*TEXT PROVIDED:*
▶

Human resources represent the major cost in the public sector, so are we training the right mix of professionals? Efforts to train mid-level workers are only just starting—maybe these should be expanded? There is also a need to build managerial and administrative capacity in the health sphere. Yet another sensible step would be to reverse the decision to disallow private practitioners in rural areas to work part-time for the state as district health officers, for a set number of hours per week.

But social determinants of health may also be contributing to the declining health of the nation. David Sanders of the University of the Western Cape pointed out that successive national food consumption surveys conducted in the first decade of democracy provided no evidence of improved nutritional status in children. An international study on the consumption of fast food provides some sobering data: South African consumption of burgers and chicken at branded fast-food outlets rose from 100 million purchases to 180 million in the four years between 1994 and 1998. The eating habits of our new elite were clearly displayed at the recent inauguration of President Zuma: when televison cameras focused on his predecessor Kgalema Motlanthe walking down a line of police and military generals, only one of the twelve assembled did not appear overweight. Tollman reported that even adolescent girls at his unit's rural study site of Agincourt in Mpumalanga province, show indications of being increasingly overweight.

One area in which South Africans are happily becoming healthier relates to tobacco: the number of smokers has declined by a third since legislation outlawing consumption in restaurants and public places was introduced at the behest of former health minister Nkosazana Dhlamini Zuma, combined with an increase in tobacco taxes by at least one third. But smoking is still alarmingly high in affluent young women, and pregnant women in this category in particular need to be targeted in terms of behaviour change.

◀

*BRIEF A:*
List every person named in the passage on South African health.
*BRIEF B:*
According to the passage on South African health, how many purchases of burgers and chicken were made at branded fast-food outlets in South Africa in 1998?
*BRIEF C:*
Carry on the passage on South African health from its final sentence, keeping to its subject.

*DATA SUPPLIED:*
▶

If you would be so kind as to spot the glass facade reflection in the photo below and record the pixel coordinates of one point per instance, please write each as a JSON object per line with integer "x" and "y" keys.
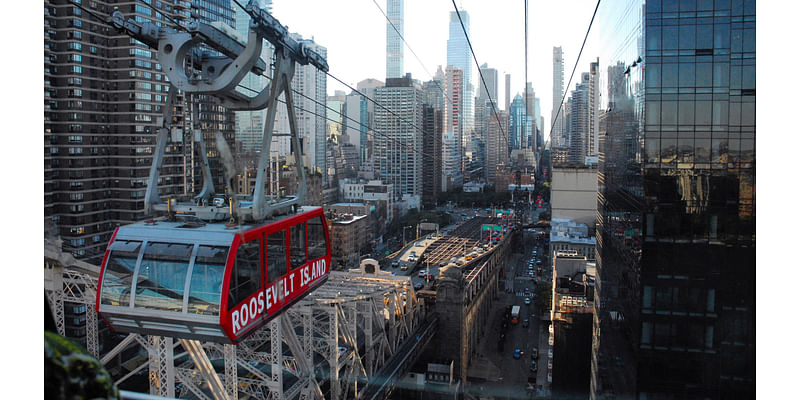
{"x": 676, "y": 201}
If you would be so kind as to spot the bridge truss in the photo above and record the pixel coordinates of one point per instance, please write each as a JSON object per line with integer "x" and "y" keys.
{"x": 329, "y": 345}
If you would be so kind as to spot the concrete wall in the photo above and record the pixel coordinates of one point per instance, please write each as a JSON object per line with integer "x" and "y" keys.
{"x": 574, "y": 194}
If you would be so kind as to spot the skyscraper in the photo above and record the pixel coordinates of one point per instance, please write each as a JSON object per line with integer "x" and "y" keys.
{"x": 530, "y": 110}
{"x": 452, "y": 167}
{"x": 556, "y": 136}
{"x": 394, "y": 41}
{"x": 490, "y": 75}
{"x": 516, "y": 122}
{"x": 496, "y": 146}
{"x": 459, "y": 56}
{"x": 578, "y": 121}
{"x": 368, "y": 87}
{"x": 432, "y": 158}
{"x": 675, "y": 299}
{"x": 398, "y": 150}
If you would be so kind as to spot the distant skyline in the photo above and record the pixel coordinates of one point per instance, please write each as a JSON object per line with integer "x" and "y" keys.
{"x": 354, "y": 32}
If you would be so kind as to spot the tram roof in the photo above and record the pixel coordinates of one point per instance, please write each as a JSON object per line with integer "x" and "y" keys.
{"x": 191, "y": 231}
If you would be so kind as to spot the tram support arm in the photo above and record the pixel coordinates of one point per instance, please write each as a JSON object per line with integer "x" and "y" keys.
{"x": 151, "y": 196}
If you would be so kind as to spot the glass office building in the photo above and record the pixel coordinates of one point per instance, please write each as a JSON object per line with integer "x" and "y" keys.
{"x": 675, "y": 315}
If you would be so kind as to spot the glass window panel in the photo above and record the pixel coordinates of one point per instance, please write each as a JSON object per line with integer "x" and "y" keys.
{"x": 748, "y": 149}
{"x": 736, "y": 40}
{"x": 720, "y": 113}
{"x": 702, "y": 112}
{"x": 749, "y": 77}
{"x": 749, "y": 41}
{"x": 669, "y": 75}
{"x": 246, "y": 274}
{"x": 721, "y": 73}
{"x": 276, "y": 256}
{"x": 749, "y": 7}
{"x": 719, "y": 149}
{"x": 722, "y": 34}
{"x": 722, "y": 4}
{"x": 651, "y": 150}
{"x": 317, "y": 245}
{"x": 162, "y": 276}
{"x": 118, "y": 275}
{"x": 297, "y": 243}
{"x": 661, "y": 335}
{"x": 208, "y": 273}
{"x": 686, "y": 112}
{"x": 735, "y": 114}
{"x": 669, "y": 38}
{"x": 748, "y": 113}
{"x": 702, "y": 147}
{"x": 647, "y": 332}
{"x": 688, "y": 5}
{"x": 653, "y": 113}
{"x": 654, "y": 38}
{"x": 685, "y": 150}
{"x": 705, "y": 36}
{"x": 734, "y": 144}
{"x": 686, "y": 75}
{"x": 736, "y": 77}
{"x": 687, "y": 33}
{"x": 669, "y": 112}
{"x": 653, "y": 75}
{"x": 669, "y": 148}
{"x": 703, "y": 74}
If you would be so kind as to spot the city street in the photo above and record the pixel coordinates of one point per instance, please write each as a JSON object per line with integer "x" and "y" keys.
{"x": 515, "y": 374}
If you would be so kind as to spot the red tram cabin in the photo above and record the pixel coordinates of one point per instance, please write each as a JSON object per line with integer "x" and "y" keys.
{"x": 210, "y": 281}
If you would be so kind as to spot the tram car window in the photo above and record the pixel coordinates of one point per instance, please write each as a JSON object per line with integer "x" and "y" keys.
{"x": 119, "y": 272}
{"x": 246, "y": 277}
{"x": 276, "y": 255}
{"x": 162, "y": 276}
{"x": 317, "y": 246}
{"x": 207, "y": 276}
{"x": 297, "y": 245}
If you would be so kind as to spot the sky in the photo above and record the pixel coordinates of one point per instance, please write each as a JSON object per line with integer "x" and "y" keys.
{"x": 354, "y": 32}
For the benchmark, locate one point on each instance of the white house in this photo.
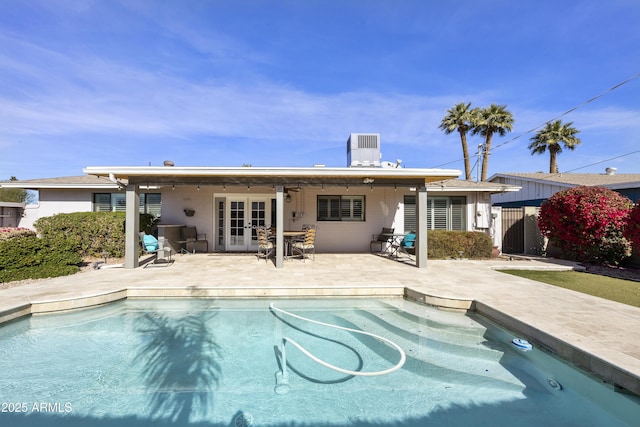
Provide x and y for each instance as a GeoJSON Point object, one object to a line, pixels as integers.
{"type": "Point", "coordinates": [347, 204]}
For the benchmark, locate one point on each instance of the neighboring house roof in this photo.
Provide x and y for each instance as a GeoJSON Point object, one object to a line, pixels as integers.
{"type": "Point", "coordinates": [465, 186]}
{"type": "Point", "coordinates": [83, 181]}
{"type": "Point", "coordinates": [11, 204]}
{"type": "Point", "coordinates": [612, 181]}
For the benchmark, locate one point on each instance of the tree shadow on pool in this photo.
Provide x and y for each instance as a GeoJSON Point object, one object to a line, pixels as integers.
{"type": "Point", "coordinates": [178, 362]}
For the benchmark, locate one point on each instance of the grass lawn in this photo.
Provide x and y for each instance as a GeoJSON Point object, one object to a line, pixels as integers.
{"type": "Point", "coordinates": [624, 291]}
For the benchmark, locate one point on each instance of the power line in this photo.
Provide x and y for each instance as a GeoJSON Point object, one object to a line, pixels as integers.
{"type": "Point", "coordinates": [604, 161]}
{"type": "Point", "coordinates": [588, 101]}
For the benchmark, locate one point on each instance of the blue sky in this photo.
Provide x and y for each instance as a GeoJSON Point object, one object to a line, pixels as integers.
{"type": "Point", "coordinates": [284, 83]}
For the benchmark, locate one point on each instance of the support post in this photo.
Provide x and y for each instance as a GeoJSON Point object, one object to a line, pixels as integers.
{"type": "Point", "coordinates": [132, 219]}
{"type": "Point", "coordinates": [279, 226]}
{"type": "Point", "coordinates": [421, 224]}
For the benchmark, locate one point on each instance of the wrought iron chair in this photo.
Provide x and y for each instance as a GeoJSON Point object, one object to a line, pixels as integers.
{"type": "Point", "coordinates": [265, 243]}
{"type": "Point", "coordinates": [191, 238]}
{"type": "Point", "coordinates": [307, 244]}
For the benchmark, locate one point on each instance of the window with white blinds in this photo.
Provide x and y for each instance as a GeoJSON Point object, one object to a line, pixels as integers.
{"type": "Point", "coordinates": [443, 213]}
{"type": "Point", "coordinates": [341, 208]}
{"type": "Point", "coordinates": [150, 203]}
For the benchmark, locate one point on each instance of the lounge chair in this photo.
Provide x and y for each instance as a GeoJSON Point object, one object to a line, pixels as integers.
{"type": "Point", "coordinates": [406, 245]}
{"type": "Point", "coordinates": [383, 240]}
{"type": "Point", "coordinates": [151, 245]}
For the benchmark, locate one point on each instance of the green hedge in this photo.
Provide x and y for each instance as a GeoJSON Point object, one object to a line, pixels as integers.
{"type": "Point", "coordinates": [443, 244]}
{"type": "Point", "coordinates": [30, 257]}
{"type": "Point", "coordinates": [92, 233]}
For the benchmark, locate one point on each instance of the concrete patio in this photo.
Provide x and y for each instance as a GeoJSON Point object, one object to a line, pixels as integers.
{"type": "Point", "coordinates": [592, 333]}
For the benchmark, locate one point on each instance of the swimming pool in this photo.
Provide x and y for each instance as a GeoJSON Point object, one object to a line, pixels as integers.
{"type": "Point", "coordinates": [216, 363]}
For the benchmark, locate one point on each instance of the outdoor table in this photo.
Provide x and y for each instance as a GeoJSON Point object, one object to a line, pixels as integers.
{"type": "Point", "coordinates": [288, 236]}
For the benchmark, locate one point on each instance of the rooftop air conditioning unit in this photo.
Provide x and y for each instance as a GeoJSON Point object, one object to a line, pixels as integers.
{"type": "Point", "coordinates": [363, 150]}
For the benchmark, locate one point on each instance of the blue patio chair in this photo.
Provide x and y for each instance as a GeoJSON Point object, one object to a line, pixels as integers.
{"type": "Point", "coordinates": [151, 245]}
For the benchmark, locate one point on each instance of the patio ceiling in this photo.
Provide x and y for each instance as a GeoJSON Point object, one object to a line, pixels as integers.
{"type": "Point", "coordinates": [255, 176]}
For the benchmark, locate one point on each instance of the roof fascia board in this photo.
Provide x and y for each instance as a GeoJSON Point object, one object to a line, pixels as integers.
{"type": "Point", "coordinates": [38, 186]}
{"type": "Point", "coordinates": [428, 175]}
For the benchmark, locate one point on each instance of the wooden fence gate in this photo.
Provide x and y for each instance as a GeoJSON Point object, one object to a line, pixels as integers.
{"type": "Point", "coordinates": [513, 230]}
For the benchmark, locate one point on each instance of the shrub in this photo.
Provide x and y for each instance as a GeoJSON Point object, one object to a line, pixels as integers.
{"type": "Point", "coordinates": [92, 232]}
{"type": "Point", "coordinates": [7, 233]}
{"type": "Point", "coordinates": [586, 224]}
{"type": "Point", "coordinates": [30, 257]}
{"type": "Point", "coordinates": [442, 244]}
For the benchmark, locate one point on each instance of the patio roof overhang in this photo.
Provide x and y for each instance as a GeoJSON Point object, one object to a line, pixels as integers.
{"type": "Point", "coordinates": [273, 176]}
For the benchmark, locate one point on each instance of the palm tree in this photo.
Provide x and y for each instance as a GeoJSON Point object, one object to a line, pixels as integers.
{"type": "Point", "coordinates": [550, 137]}
{"type": "Point", "coordinates": [494, 119]}
{"type": "Point", "coordinates": [461, 118]}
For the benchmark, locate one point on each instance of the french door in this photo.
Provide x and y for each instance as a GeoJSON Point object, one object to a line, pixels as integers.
{"type": "Point", "coordinates": [244, 215]}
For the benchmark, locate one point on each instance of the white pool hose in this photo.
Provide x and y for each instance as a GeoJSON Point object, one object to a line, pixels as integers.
{"type": "Point", "coordinates": [403, 356]}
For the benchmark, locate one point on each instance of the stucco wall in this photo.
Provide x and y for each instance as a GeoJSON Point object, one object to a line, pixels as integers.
{"type": "Point", "coordinates": [55, 201]}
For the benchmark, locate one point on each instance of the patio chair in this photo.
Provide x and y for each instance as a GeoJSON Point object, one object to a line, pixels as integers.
{"type": "Point", "coordinates": [190, 237]}
{"type": "Point", "coordinates": [265, 243]}
{"type": "Point", "coordinates": [305, 245]}
{"type": "Point", "coordinates": [406, 245]}
{"type": "Point", "coordinates": [151, 245]}
{"type": "Point", "coordinates": [383, 239]}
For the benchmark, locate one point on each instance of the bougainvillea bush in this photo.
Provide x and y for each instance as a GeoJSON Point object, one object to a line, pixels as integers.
{"type": "Point", "coordinates": [587, 224]}
{"type": "Point", "coordinates": [632, 230]}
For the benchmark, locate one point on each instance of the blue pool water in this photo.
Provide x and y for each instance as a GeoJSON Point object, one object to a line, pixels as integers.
{"type": "Point", "coordinates": [216, 363]}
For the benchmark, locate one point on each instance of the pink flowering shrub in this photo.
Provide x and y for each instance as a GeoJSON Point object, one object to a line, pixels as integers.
{"type": "Point", "coordinates": [7, 233]}
{"type": "Point", "coordinates": [587, 224]}
{"type": "Point", "coordinates": [632, 230]}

◀

*EXERCISE OUTPUT A:*
David Sanders, President Zuma, Kgalema Motlanthe, Tollman, Nkosazana Dhlamini Zuma

*EXERCISE OUTPUT B:*
180 million.

*EXERCISE OUTPUT C:*
In terms of expenditure, differences between the private and public sectors are less marked than in terms of personnel, but still significant: annual spending in the 2008/9 financial year was R93 billion in the public sector, as opposed to R120 billion in the private sector. This basic lack of equity is the motivation behind the government's controversial proposed national health insurance (NHI) scheme. While there was consensus that our lacking a single national health strategy is hugely problematic, the implementation of a NHI scheme will have to be a long-term project on account of administrative capacity constraints.

Another complicating factor is that many preventative medicine initiatives are conducted at the local government level, with very variable levels of investment and efficacy depending on perceived priorities. This is often the case in developing countries: Jane Doherty from Wits provided an interesting example in Mexico City, which financed increases in this sphere by cutting benefits to municipal officials!

The workshop succeeded in raising many interesting questions which the study will need to try and answer. Quite apart from the difficult issue of determining the right balance of priorities, Thulani Masilela of the National Department of Health pointed out the critical importance of putting monitoring systems into place down the line to track the effectiveness of interventions that government might adopt. Jerry Coovadia from Wits put his finger on perhaps the most crucial question facing the project when he asked how setting different priorities could change the system in practice?